--- start The input ---

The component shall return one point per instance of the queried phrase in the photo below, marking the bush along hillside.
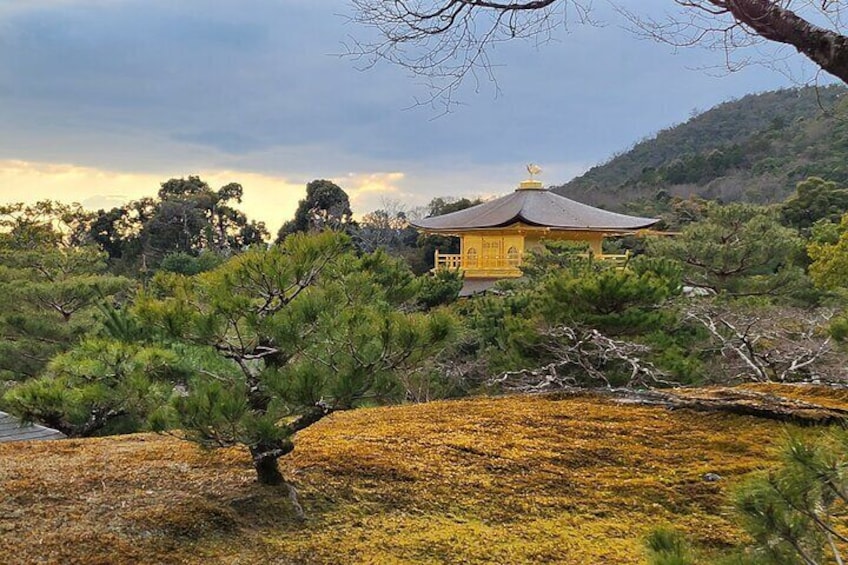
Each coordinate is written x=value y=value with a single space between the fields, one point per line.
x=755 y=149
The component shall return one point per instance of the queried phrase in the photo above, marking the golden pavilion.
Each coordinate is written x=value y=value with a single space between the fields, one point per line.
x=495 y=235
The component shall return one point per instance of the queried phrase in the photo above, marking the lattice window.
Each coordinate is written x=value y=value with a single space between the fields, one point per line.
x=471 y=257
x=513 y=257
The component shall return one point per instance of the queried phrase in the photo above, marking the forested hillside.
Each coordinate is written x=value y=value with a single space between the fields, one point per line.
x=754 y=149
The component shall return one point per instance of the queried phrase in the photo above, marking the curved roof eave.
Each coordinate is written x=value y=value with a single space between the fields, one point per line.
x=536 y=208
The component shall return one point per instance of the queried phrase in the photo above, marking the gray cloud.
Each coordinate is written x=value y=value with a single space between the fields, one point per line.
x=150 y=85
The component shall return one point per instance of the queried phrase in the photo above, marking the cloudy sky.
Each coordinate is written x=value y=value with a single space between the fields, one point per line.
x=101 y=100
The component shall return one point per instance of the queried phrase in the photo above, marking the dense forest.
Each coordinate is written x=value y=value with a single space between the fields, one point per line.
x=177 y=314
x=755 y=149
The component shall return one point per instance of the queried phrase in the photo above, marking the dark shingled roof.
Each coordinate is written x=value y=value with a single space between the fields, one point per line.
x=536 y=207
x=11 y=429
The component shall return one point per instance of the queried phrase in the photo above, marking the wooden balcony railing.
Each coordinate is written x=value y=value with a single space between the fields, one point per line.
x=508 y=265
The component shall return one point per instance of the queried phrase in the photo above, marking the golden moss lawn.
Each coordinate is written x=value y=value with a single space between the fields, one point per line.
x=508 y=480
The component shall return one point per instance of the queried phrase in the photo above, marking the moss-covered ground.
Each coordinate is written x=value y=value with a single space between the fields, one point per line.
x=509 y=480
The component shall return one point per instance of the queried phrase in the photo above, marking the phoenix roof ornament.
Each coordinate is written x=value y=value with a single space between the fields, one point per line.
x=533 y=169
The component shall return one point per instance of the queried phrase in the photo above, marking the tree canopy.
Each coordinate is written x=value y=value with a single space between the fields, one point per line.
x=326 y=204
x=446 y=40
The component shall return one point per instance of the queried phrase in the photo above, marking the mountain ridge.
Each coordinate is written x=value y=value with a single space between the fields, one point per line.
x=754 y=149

--- end The input ---

**Given problem:**
Could you edit all the rows above by putting "search term" in place of "queried phrase" and leaving everything else unchanged? Omit the pictures from your answer.

**Final answer:**
The component shall return one point per instance of the search term in the photo below, marking the bush along hillside.
Each coordinate is written x=value y=value with a single space between the fields, one point per line.
x=755 y=149
The component shall return one point per instance of the search term in the photo above, marking the golden pavilion.
Each coordinate is written x=value y=value with a single space between the fields, one point per line.
x=495 y=235
The component shall return one point per instance of the search term in the photo above, marking the lattice window.
Each coordinate is written x=value y=value with a single space between the fields, one point per line.
x=471 y=257
x=513 y=257
The component shall return one point per instance of the search term in the photo above, marking the forested hillside.
Each coordinate is written x=value y=value with a single space between the fields, one point per line.
x=754 y=149
The component shall return one point per instance of the search term in the photo above, marking the curved roof eave.
Each coordinate is written x=value y=value with a single space between the fields, one point per line.
x=536 y=208
The component shall return one point per instance of the search term in the photo above, marking the gray cloud.
Each coordinate is written x=value y=value with a single space between the fields, one point per line.
x=150 y=85
The component shall return one point per instance of the search term in the photo above, marking the cloudy sky.
Each coordinate is written x=value y=value with a single space between the fields, one point per line.
x=101 y=100
The component shall return one point per instance of the search term in the photo above, marking the dense forest.
Each coordinate is written x=value y=value with a single space between the fields, one point per line.
x=177 y=314
x=755 y=149
The component shall return one point per instance of the search term in the photo above, marking the dark shingled roof.
Each coordinate is written x=value y=value with a single space between the fields, one point per line.
x=536 y=207
x=11 y=429
The component shall return one point per instance of the search term in the photo above, marking the wooden balcony railing.
Each coordinate is written x=value y=value with a single space between the fields, one point per line.
x=508 y=265
The component shall return one point per instance of the search term in the photo above, marking the golden moss lawn.
Each coordinate is written x=value y=value with a single space between the fields, one point per line.
x=508 y=480
The component shall return one point per instance of the search term in the photo above, marking the moss-covered ground.
Each coordinate is written x=value y=value with a single space between the fields, one point per line.
x=509 y=480
The component shall return one point per instance of the search term in the photo above, marking the phoenix roof ornament.
Each coordinate is written x=value y=value with a single space between the fields, one point per line.
x=533 y=169
The component shall return one point per instance of the search term in the photo above, marking the tree canopy.
Each coordinate is written x=value y=value with a single space between the fields, one point per line.
x=326 y=204
x=446 y=40
The component shall return one point per instance of the search term in the photo above, marking the mountain ridge.
Each coordinate is written x=value y=value with a single space between the fields, one point per line.
x=754 y=149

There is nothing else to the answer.